• [Exercise passage]:
-*-
I’ll try to keep this current, but probably won’t. Updated 3/2009
Jedi Vitals – When you know the patient is fine, but still need to record something, you pass your hand in front of them just like Obi Wan Kenobi and poof! the vitals come into your mind.
Mr Fishbiscuit – Husband of the ill fated Mrs Fishbiscuit, a rarity, but can be seen in the wild.
Saint Closest – The nearest hospital.
Saint Farthest – The farthest possible hospital we can legally transport to. This haul always ruins dinner.
F&B – Private ambulance company.
Erma Fish Biscuit – The elderly woman who needed a Doctor a year ago, but never went, and who’s symptoms don’t seem to match anything treatable, yet not in the green zone for signing a refusal. She’s often slightly altered, but good humored and has a list of meds longer than my…clipboard.
Fella – A person of the non-heterosexual community.
Bob, Bubba, Billy – The type of gentleman who wears a 3XL T-shirt and wonders why he is in such bad health. Also seen living in Erma’s basement well into his 40s.
-*-
• [What to work on]: Reproduce the ambulance slang glossary above in full, word for word.

• [Information given]:
-*-
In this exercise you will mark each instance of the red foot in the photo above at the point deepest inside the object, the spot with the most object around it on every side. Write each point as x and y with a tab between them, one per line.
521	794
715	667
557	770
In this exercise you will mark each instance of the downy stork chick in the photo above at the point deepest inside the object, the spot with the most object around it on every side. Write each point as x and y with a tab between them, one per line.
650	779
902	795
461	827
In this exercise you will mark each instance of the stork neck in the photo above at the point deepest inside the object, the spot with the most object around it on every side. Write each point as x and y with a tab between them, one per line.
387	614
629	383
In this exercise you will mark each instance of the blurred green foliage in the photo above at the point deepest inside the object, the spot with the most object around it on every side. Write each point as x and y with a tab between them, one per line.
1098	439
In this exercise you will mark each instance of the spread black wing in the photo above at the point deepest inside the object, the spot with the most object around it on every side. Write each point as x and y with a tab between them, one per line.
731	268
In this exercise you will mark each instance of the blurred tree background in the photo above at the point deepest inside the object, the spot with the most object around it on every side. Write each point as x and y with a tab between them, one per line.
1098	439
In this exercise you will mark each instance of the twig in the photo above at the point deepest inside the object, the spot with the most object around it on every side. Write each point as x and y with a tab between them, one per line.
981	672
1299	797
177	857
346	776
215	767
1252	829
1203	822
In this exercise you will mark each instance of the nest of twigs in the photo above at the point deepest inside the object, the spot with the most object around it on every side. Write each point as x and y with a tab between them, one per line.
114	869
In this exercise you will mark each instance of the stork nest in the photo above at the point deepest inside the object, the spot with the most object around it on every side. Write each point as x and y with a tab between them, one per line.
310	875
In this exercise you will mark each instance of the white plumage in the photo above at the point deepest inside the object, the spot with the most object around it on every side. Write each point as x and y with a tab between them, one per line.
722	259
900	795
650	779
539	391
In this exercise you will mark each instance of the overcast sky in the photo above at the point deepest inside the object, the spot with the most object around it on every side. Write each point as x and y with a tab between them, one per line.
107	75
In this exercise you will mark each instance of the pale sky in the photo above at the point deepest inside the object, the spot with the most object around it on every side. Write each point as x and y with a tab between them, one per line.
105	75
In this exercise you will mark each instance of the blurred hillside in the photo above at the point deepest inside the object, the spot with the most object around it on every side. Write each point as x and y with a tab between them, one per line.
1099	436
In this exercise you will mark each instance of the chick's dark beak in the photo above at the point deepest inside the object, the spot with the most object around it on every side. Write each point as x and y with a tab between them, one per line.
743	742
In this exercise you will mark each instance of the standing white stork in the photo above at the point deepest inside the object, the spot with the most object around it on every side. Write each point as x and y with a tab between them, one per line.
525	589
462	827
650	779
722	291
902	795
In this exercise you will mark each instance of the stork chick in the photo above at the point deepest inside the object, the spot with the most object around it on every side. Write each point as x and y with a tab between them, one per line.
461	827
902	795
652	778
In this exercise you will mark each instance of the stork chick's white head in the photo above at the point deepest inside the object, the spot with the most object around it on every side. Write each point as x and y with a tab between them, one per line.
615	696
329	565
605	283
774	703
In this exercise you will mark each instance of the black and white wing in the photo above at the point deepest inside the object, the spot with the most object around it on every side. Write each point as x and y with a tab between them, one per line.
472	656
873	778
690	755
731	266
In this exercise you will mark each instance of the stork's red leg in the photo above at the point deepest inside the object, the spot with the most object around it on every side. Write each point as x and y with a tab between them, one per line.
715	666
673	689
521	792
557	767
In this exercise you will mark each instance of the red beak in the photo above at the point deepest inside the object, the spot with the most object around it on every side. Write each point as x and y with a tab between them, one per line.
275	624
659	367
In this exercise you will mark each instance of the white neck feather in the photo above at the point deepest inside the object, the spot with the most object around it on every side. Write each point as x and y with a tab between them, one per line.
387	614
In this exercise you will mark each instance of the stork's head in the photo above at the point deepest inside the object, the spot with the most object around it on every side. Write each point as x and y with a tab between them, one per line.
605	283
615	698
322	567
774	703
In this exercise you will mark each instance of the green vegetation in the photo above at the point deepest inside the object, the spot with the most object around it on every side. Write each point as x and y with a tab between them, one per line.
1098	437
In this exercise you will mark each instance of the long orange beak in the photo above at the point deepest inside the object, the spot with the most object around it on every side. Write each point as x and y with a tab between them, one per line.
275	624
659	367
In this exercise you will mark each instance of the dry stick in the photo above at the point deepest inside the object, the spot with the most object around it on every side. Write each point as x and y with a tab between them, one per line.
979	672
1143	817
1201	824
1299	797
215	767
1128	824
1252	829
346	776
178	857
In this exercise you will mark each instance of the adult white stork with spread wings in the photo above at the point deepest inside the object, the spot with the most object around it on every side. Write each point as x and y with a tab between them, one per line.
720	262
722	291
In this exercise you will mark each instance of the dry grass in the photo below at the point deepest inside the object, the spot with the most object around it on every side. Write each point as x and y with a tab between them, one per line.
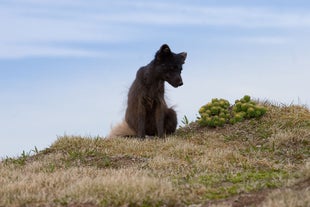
-*-
• [Task solution]:
I’ll try to keep this current, but probably won’t. Updated 3/2009
Jedi Vitals – When you know the patient is fine, but still need to record something, you pass your hand in front of them just like Obi Wan Kenobi and poof! the vitals come into your mind.
Mr Fishbiscuit – Husband of the ill fated Mrs Fishbiscuit, a rarity, but can be seen in the wild.
Saint Closest – The nearest hospital.
Saint Farthest – The farthest possible hospital we can legally transport to. This haul always ruins dinner.
F&B – Private ambulance company.
Erma Fish Biscuit – The elderly woman who needed a Doctor a year ago, but never went, and who’s symptoms don’t seem to match anything treatable, yet not in the green zone for signing a refusal. She’s often slightly altered, but good humored and has a list of meds longer than my…clipboard.
Fella – A person of the non-heterosexual community.
Bob, Bubba, Billy – The type of gentleman who wears a 3XL T-shirt and wonders why he is in such bad health. Also seen living in Erma’s basement well into his 40s.